Reproduce the stretch of the feature extraction report from "It is not self-evident" through "tendency and spread).".

QUOTED PASSAGE →
__________________________________________________
Figure 13 Output of initial processing on each of five speech passages

It is not self-evident from inspection that the contours differ systematically, but extracting features of the kind considered by ASSESS indicates that they do. Figure 14 shows how C14's speech relates to the general distinctions found in the whole subject group (n=40). Each caption on the left hand side refers to an ASSESS output feature whose value in one or more emotional passages is significantly different from its value in the neutral passage. The features are selected from a much larger number that McGilloway has shown meet that basic criterion. Selection is geared to (a) avoiding redundancy, (b) representing the main logically distinct areas where differences occur, and (c) achieving some formal consistency (e.g. using centile measures to describe central tendency and spread).

Figure 14 Relation of C14's speech to the general distinctions found in the whole subject group (n=40). See text for furter details.

The graph shows the fit of C14's data to a template based on the overall analysis. A bar is present if the feature in question differentiates the emotion in question from the neutral passage in the overall analysis. Its direction is positive if the difference is in the direction indicated by the overall analysis. Its length is proportional to the difference between the feature value for the emotion in question and the feature value for the neutral passage, relative to the standard deviation of the values for all five expression categories (four emotions plus neutral) on that feature.

The main points to be made from panel f are that ASSESS-type automatic analysis generates a range of features that are relevant to discriminating emotion from neutral speech, and that different emotions appear to show different profiles. It remains to be seen how reliably individual passages can be assigned to particular emotion categories, but there are grounds for modest optimism. A more detailed description of the ASSESS system can be found in the appendix.

 

7. Summary and Conclusion

This report presented results of extracting linear and non-linear features from visual and auditory signals. In particular we presented results on:

  1. Face pre-processing and normalisation (Chapters 2.1, 2.2),
  2. Feature extraction of image sequences (Chapters 2.4 – 2.6),
  3. Feature extraction for face recognition (Chapters 2.3, 2.7, 3.1, 4),
  4. Feature learning for emotional expression recognition (Chapter 3.2),
  5. Speech pre-processing (Chapter 2.4),
  6. Feature analysis of speech (ASSESS) (Chapter 6, Appendix),
  7. Feature analysis of emotional speech (Chapter 5.3, Appendix).

A supposition for satisfying recognition results is the good alignment of the faces to a general viewpoint. Therefore we reviewed general schemes for face detection and normalisation in chapter 2, which could be used to normalise the images from an un-normalised dataset, or from real-time video data. We have presented several template-based approaches for face and expression recognition on static images, some of which were used to study their performance on a public available face dataset in chapter 3.2. To normalise the face images used in the study, we employed our own normalisation algorithm, which has to be expanded to cope with more general viewing positions of faces in real-world scenes. In chapter 4 an outlook of the use of multiresolution hierarchical neural networks for vision is given.

Since the analysis of emotional speech can already be performed by the ASSESS system, we presented the application of the system in a psychological study in chapter 5, followed by a brief description of the system in chapter 6. A more technically description of the ASSESS system can be found in the appendix.

Next, after completion of the feature extraction task from image sequences, both systems need to be combined, resulting in a fully working audio-visual emotion recognition system. To complete the feature extraction task, the normalisation procedure has to be expanded and made real-time capable. Further, a good database is needed including multiple sequences of facial expression with synchronised speech to develop and test the feature extraction software.
__________________________________________________
MATERIAL SHOWN →

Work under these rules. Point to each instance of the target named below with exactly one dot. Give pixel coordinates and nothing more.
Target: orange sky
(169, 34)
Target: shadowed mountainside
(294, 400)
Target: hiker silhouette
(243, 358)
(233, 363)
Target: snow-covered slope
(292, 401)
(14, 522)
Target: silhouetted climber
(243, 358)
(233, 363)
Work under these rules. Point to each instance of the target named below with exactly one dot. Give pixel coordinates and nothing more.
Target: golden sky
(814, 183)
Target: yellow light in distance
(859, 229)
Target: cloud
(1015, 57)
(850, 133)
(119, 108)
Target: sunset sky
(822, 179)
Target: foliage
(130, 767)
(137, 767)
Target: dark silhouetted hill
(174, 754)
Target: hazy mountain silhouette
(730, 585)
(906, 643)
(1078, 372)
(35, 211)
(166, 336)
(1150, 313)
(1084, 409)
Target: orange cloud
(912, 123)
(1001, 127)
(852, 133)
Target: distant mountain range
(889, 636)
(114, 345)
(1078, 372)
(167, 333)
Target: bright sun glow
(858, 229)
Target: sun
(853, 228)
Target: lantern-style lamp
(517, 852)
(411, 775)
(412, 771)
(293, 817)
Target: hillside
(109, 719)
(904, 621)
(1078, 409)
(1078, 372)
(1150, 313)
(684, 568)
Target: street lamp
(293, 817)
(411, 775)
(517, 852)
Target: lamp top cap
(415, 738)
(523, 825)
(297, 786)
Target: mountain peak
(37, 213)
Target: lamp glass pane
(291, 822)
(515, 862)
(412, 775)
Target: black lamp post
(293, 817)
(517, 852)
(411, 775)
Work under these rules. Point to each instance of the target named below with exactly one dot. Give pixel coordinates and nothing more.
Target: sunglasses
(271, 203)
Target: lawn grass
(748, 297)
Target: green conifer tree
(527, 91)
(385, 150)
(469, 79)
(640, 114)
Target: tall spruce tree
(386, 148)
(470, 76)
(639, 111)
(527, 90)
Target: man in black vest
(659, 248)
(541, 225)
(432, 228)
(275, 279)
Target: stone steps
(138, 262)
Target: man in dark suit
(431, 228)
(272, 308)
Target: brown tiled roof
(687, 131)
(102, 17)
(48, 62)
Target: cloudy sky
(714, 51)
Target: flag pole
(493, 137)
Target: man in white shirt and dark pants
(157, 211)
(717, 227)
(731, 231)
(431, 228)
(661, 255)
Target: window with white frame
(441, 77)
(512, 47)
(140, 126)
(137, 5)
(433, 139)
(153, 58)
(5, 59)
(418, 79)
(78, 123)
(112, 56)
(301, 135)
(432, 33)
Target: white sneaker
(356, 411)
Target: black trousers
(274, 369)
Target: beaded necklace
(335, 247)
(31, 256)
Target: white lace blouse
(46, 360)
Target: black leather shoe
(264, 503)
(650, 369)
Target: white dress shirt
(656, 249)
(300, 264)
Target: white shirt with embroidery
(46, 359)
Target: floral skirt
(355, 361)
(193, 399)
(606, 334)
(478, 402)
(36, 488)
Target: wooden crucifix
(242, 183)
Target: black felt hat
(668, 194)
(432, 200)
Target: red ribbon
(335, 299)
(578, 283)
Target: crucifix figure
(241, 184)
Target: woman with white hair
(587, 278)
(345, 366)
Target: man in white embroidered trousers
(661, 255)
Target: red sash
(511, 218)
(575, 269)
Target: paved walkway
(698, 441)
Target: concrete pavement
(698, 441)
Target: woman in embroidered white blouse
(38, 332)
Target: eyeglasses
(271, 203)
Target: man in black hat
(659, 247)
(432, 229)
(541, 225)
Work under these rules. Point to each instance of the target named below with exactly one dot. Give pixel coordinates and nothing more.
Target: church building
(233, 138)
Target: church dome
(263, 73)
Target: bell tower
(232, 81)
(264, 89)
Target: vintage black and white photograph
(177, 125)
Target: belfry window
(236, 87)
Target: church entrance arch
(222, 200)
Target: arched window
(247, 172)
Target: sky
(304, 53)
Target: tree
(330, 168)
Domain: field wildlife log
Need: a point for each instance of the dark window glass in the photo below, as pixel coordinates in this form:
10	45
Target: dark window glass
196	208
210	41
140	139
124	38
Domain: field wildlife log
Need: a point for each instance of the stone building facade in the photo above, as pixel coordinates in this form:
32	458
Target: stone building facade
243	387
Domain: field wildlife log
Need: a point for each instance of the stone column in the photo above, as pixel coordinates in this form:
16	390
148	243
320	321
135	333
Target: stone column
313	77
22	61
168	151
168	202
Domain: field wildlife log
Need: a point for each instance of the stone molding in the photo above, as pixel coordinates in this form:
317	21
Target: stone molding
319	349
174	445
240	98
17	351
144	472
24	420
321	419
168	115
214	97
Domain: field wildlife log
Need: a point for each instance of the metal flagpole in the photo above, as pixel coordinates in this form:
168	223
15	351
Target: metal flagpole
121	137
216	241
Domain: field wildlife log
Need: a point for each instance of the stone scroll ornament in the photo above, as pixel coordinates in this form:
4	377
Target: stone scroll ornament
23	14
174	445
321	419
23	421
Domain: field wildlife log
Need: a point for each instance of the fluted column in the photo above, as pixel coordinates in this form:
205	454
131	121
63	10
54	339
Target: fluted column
__________________________________________________
ANSWER TO THIS TASK →
It is not self-evident from inspection that the contours differ systematically, but extracting features of the kind considered by ASSESS indicates that they do. Figure 14 shows how C14's speech relates to the general distinctions found in the whole subject group (n=40). Each caption on the left hand side refers to an ASSESS output feature whose value in one or more emotional passages is significantly different from its value in the neutral passage. The features are selected from a much larger number that McGilloway has shown meet that basic criterion. Selection is geared to (a) avoiding redundancy, (b) representing the main logically distinct areas where differences occur, and (c) achieving some formal consistency (e.g. using centile measures to describe central tendency and spread).